Exercise goal
Leave every picture out and write out the records below exactly.

Data for analysis
*** Begin section ***

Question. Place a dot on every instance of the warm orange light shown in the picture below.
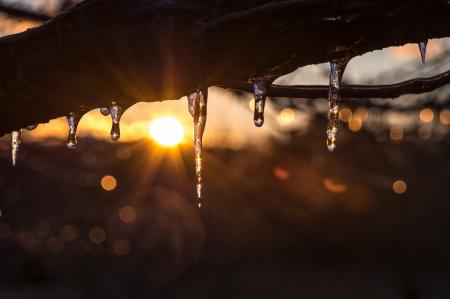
(167, 131)
(127, 215)
(399, 186)
(109, 183)
(345, 114)
(334, 187)
(355, 124)
(121, 247)
(286, 116)
(426, 115)
(445, 116)
(396, 133)
(97, 235)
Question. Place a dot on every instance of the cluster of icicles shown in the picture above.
(197, 105)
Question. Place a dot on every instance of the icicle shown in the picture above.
(198, 108)
(73, 125)
(104, 111)
(260, 93)
(15, 145)
(116, 115)
(192, 97)
(423, 50)
(32, 127)
(337, 71)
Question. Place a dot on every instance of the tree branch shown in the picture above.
(388, 91)
(148, 50)
(20, 13)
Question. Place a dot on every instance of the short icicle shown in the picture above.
(198, 102)
(337, 71)
(73, 120)
(260, 93)
(15, 145)
(423, 50)
(116, 115)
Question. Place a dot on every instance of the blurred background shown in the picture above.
(283, 217)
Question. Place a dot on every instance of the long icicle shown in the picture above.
(423, 50)
(198, 103)
(337, 71)
(260, 93)
(15, 145)
(73, 120)
(116, 114)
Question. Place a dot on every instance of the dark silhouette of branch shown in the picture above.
(150, 50)
(20, 13)
(389, 91)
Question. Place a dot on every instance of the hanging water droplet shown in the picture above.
(32, 127)
(337, 71)
(73, 121)
(199, 112)
(116, 115)
(104, 111)
(15, 145)
(423, 50)
(260, 93)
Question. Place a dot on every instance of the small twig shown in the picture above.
(390, 91)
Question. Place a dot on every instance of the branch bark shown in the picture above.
(387, 91)
(147, 50)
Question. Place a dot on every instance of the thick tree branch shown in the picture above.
(388, 91)
(20, 13)
(147, 50)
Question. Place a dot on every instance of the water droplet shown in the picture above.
(104, 111)
(198, 105)
(260, 93)
(15, 145)
(32, 127)
(116, 115)
(73, 121)
(423, 50)
(337, 71)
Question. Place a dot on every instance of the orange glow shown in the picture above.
(345, 114)
(97, 235)
(396, 133)
(334, 187)
(362, 114)
(281, 173)
(167, 131)
(127, 215)
(426, 115)
(355, 124)
(286, 116)
(445, 116)
(68, 233)
(109, 183)
(121, 247)
(399, 186)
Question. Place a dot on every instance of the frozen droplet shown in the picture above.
(198, 109)
(423, 50)
(116, 115)
(192, 98)
(260, 93)
(32, 127)
(15, 145)
(337, 71)
(73, 121)
(104, 111)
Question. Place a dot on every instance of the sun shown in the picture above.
(166, 131)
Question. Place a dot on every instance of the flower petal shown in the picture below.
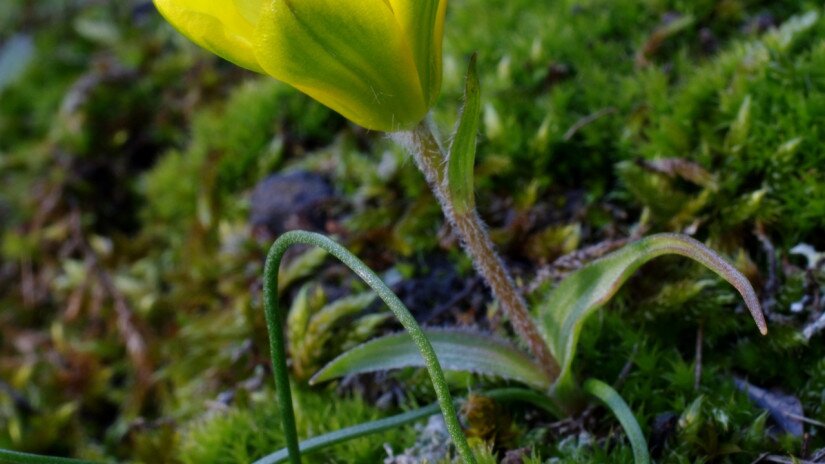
(349, 55)
(224, 27)
(423, 23)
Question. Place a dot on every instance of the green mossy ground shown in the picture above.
(128, 156)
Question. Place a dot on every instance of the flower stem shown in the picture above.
(430, 158)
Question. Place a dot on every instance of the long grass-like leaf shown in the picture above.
(360, 430)
(611, 398)
(566, 308)
(278, 350)
(457, 350)
(15, 457)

*** End section ***

Reply to the task
Question. Place a dot on every instance of the warm orange light shown in the picture below.
(167, 131)
(127, 215)
(399, 186)
(109, 183)
(345, 114)
(334, 187)
(355, 124)
(121, 247)
(286, 116)
(426, 115)
(445, 116)
(396, 133)
(97, 235)
Question. Place a dot on every instance of the cluster of icicles shown in the picture above.
(197, 105)
Question. Place a dot on every instance of the icicle shown in the picture above.
(198, 108)
(73, 125)
(104, 111)
(260, 93)
(15, 145)
(116, 115)
(192, 97)
(423, 50)
(32, 127)
(337, 71)
Question. Place a dot on every instance of the tree branch shown in the picture above.
(388, 91)
(148, 50)
(20, 13)
Question. Place a dot on every instance of the short icicle shown in the picture above.
(198, 102)
(337, 71)
(73, 120)
(260, 93)
(15, 145)
(423, 50)
(116, 115)
Question. Place a dot on every instance of the blurred background shown in the picture above.
(283, 217)
Question. Place a dot on every instance of the long icicle shown in the picture above.
(423, 50)
(198, 103)
(337, 71)
(260, 93)
(15, 145)
(73, 120)
(116, 114)
Question. Place a dot on every instance of the dark silhouette of branch shown in the picture above.
(150, 50)
(20, 13)
(389, 91)
Question. Place a dot on every instance of the hanging water droplet shown in the picture above.
(32, 127)
(337, 71)
(73, 121)
(199, 112)
(116, 115)
(104, 111)
(15, 145)
(423, 50)
(260, 93)
Question. Place a dot on every instance of the small twig shown in the picture above.
(390, 91)
Question. Place a dot on every instance of the branch bark shown in the picture above.
(387, 91)
(147, 50)
Question. Place a dot on every instance of the thick tree branch shown in the picture above.
(388, 91)
(20, 13)
(147, 50)
Question. Place a dot on every instance of the water droplet shown in the picture above.
(104, 111)
(198, 105)
(260, 93)
(15, 145)
(32, 127)
(116, 115)
(73, 121)
(423, 50)
(337, 71)
Question. Place a dot on every instance of the orange glow shown in the picture above.
(345, 114)
(97, 235)
(396, 133)
(334, 187)
(362, 114)
(281, 173)
(167, 131)
(127, 215)
(426, 115)
(355, 124)
(286, 116)
(445, 116)
(68, 233)
(109, 183)
(121, 247)
(399, 186)
Question. Place a dot on every instance of the frozen droplet shown in the picture above.
(198, 109)
(423, 50)
(116, 115)
(192, 98)
(260, 93)
(32, 127)
(15, 145)
(337, 71)
(73, 121)
(104, 111)
Question. Place a dot on every instance of the sun shown in the picture above.
(166, 131)
Question. Place a dot on every instance of the flower petal shown in the picture below.
(349, 55)
(224, 27)
(423, 23)
Question. Place a dot on every instance of the green mossy ground shown in the picture above.
(128, 156)
Question. Place a dot on every instance of the flower stem shown in the picture above.
(430, 158)
Question. Place a dot on every instance of the long grass-like leaf shown in the picture above.
(360, 430)
(611, 398)
(566, 308)
(278, 350)
(457, 350)
(15, 457)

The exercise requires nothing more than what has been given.